* [Problem description] Quote verbatim the lines below, from the one containing "If you could indicate the window" through the one containing "point(413, 96)", including both of those lines and nothing else.
::: Records :::
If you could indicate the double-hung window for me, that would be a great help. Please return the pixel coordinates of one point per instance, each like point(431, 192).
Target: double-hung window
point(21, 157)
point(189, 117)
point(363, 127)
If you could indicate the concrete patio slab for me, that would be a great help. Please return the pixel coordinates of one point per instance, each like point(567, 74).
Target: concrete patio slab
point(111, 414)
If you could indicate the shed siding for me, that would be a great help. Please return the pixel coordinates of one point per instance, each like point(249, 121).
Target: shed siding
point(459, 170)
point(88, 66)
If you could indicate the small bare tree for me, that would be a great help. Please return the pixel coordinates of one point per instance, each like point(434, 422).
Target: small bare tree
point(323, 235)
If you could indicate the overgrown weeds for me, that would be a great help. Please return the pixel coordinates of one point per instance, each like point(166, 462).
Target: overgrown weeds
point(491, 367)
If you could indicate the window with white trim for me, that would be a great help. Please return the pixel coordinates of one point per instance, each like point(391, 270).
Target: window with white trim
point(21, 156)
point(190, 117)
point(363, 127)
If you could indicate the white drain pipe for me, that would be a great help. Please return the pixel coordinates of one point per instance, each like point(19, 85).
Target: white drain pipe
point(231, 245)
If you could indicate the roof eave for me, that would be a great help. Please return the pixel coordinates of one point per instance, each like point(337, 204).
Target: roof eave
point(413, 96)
:::
::: Records :::
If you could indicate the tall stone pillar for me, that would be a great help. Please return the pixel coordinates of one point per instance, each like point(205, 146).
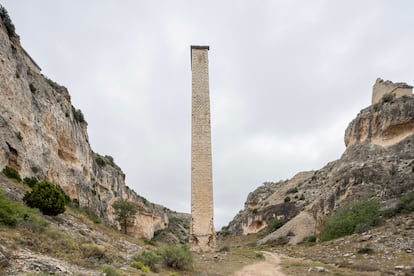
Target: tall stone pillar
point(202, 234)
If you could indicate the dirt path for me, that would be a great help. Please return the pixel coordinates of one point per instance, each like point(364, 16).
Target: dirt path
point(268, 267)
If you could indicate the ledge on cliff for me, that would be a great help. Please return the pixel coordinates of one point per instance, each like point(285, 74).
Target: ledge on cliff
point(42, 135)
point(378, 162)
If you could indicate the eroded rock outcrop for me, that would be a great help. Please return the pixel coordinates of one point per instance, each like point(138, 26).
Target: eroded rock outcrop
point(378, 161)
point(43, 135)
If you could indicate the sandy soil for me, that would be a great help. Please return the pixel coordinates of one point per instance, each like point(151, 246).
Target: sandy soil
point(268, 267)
:::
::: Records :::
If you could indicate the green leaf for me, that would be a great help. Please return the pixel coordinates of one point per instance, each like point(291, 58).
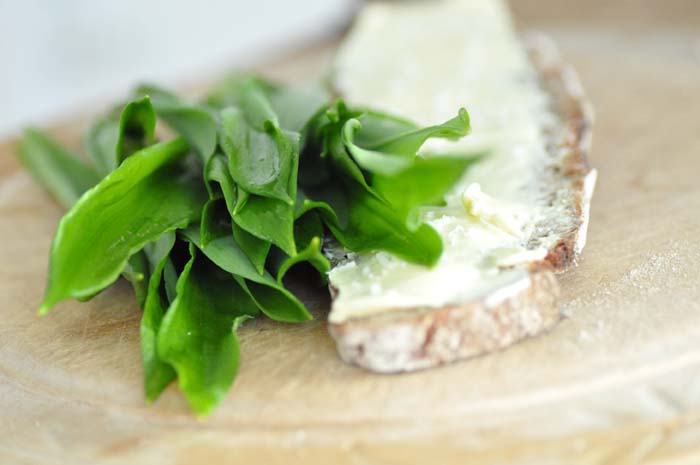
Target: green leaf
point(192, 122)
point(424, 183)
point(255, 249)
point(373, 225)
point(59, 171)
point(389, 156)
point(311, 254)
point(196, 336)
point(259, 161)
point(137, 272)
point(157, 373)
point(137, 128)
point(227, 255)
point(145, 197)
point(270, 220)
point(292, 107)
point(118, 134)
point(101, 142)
:::
* [Correct result]
If you could indicate the window with white trim for me, that would be a great help. Please return the pixel coordinates of one point per instance, each like point(391, 270).
Target: window with white trim
point(21, 156)
point(190, 117)
point(363, 127)
If you could indicate the white drain pipe for me, that would be a great help. Please return the pixel coordinates of one point per instance, each like point(19, 85).
Target: white drain pipe
point(231, 245)
If you could indicate the roof eave for me, that would be a great help. Please return the pixel coordinates of one point per instance, each like point(337, 204).
Target: roof eave
point(413, 96)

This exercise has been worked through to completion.